● **Problem statement**
Would you please write out each entry precisely as given?

● **Source material**
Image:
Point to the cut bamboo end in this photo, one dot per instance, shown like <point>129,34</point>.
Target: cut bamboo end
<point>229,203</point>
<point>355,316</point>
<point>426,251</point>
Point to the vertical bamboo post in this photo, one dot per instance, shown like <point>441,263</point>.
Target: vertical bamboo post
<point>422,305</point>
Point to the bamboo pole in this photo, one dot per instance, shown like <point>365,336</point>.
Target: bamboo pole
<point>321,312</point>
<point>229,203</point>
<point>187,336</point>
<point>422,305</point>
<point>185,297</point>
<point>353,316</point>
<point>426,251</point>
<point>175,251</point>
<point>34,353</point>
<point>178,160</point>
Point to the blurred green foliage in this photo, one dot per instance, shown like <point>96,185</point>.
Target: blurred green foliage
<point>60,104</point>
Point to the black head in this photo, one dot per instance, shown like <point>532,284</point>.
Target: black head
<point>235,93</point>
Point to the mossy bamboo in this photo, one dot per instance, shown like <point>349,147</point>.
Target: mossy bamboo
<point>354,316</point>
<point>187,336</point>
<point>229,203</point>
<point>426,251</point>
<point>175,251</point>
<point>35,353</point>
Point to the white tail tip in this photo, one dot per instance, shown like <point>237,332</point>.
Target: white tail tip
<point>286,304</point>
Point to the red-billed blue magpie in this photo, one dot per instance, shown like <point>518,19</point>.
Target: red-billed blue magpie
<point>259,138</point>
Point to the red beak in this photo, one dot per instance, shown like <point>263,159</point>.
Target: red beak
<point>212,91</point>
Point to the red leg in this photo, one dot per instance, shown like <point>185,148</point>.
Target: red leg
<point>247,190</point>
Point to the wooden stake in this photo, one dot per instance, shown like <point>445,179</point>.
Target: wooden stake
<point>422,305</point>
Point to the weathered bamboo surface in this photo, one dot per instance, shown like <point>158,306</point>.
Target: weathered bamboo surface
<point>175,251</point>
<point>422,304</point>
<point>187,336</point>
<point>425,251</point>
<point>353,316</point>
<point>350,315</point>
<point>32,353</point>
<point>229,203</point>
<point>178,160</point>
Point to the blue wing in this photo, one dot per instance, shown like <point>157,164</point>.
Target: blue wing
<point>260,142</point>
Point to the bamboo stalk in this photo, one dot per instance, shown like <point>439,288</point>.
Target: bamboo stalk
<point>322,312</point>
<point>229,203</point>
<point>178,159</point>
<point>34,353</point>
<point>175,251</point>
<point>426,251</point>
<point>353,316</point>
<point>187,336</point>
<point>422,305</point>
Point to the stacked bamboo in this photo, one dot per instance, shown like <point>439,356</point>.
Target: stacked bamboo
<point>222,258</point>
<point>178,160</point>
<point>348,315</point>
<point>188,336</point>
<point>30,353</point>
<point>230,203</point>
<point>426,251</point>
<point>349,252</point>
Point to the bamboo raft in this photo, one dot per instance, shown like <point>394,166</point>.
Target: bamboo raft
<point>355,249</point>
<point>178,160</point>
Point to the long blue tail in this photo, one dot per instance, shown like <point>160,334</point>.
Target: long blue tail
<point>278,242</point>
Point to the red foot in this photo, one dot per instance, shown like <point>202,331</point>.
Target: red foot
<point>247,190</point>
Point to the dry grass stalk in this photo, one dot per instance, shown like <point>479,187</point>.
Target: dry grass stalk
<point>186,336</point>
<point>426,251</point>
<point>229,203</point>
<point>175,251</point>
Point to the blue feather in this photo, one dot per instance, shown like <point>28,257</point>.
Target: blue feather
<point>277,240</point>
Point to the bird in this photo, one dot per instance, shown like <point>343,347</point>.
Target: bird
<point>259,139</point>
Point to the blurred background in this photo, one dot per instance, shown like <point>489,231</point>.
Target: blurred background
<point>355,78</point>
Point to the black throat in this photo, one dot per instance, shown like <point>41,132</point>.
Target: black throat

● **Expected answer**
Image:
Point to the cut bamboo end in this photo, one dot per instance, shown like <point>129,34</point>.
Target: cut bamboo end
<point>229,203</point>
<point>355,316</point>
<point>426,251</point>
Point to the vertical bamboo post in this photo, one dot per instance, shown like <point>441,263</point>.
Target: vertical bamboo post
<point>422,305</point>
Point to the bamboo pole in this photo, one dot per instance, shown like <point>365,336</point>.
Target: bamboo pole
<point>321,312</point>
<point>229,203</point>
<point>187,336</point>
<point>422,305</point>
<point>185,297</point>
<point>353,316</point>
<point>426,251</point>
<point>175,251</point>
<point>34,353</point>
<point>178,160</point>
Point to the blurred green foliage in this photo, one dot per instance, shown like <point>96,185</point>.
Target: blurred green foliage
<point>60,104</point>
Point to the black head in this photo, one dot per instance, shown like <point>532,284</point>.
Target: black head
<point>235,93</point>
Point to the mossy bamboo in this photo, one dot per instance, shown like <point>349,147</point>.
Target: mossy bamboo
<point>354,316</point>
<point>187,336</point>
<point>229,203</point>
<point>426,251</point>
<point>175,251</point>
<point>35,353</point>
Point to the white tail tip in this photo, one dot per instance, shown like <point>237,332</point>.
Target: white tail tip
<point>286,304</point>
Point to the red-billed blue magpie in this photo, one dot per instance, shown like <point>518,19</point>.
Target: red-billed blue magpie
<point>259,138</point>
Point to the red beak in this photo, one dot per instance, shown like <point>263,159</point>.
Target: red beak
<point>212,91</point>
Point to the red leg in this photo, one dot per instance, shown like <point>185,148</point>.
Target: red leg
<point>247,190</point>
Point to the wooden stake in this photo, one dot per instance, shown like <point>445,179</point>.
Target: wooden stake
<point>422,305</point>
Point to the weathered bamboo surface in this photo, one dot per instance, shown like <point>158,306</point>.
Target: weathered bamboo surface
<point>175,251</point>
<point>422,304</point>
<point>187,336</point>
<point>425,251</point>
<point>353,316</point>
<point>350,315</point>
<point>32,353</point>
<point>229,203</point>
<point>178,160</point>
Point to the blue wing in this photo, one dot per instance, shown like <point>157,164</point>.
Target: blue wing
<point>260,142</point>
Point to the bamboo stalk in this photo, one dot per instance, shown like <point>439,288</point>.
Target: bamboo stalk
<point>322,312</point>
<point>229,203</point>
<point>178,159</point>
<point>34,353</point>
<point>175,251</point>
<point>426,251</point>
<point>353,316</point>
<point>187,336</point>
<point>422,305</point>
Point to the stacked bamboo in this photo, one dot per instance, shown like <point>439,356</point>.
Target: stacked bamboo
<point>222,258</point>
<point>178,160</point>
<point>348,315</point>
<point>188,336</point>
<point>30,353</point>
<point>230,203</point>
<point>426,251</point>
<point>349,252</point>
Point to the bamboo raft in this photo, one dot per instance, shown like <point>394,166</point>.
Target: bamboo raft
<point>355,249</point>
<point>178,160</point>
Point to the long blue tail in this photo, one dot per instance, shown like <point>160,334</point>.
Target: long blue tail
<point>278,242</point>
Point to the red foot in this photo, one dot per instance, shown like <point>202,331</point>.
Target: red foot
<point>247,190</point>
Point to the dry grass stalk in this photo, one dot per instance, shown like <point>479,187</point>.
Target: dry grass stalk
<point>186,336</point>
<point>426,251</point>
<point>229,203</point>
<point>175,251</point>
Point to the blue feather in this photo, one dot per instance, shown like <point>28,257</point>.
Target: blue feather
<point>277,240</point>
Point to the bird in this photo, one dot per instance, shown like <point>343,347</point>.
Target: bird
<point>259,139</point>
Point to the blurred background in this photo, one dot per instance, shown like <point>489,231</point>.
Target: blurred background
<point>355,78</point>
Point to the black throat in this photo, one dot per instance, shown like <point>41,132</point>.
Target: black throat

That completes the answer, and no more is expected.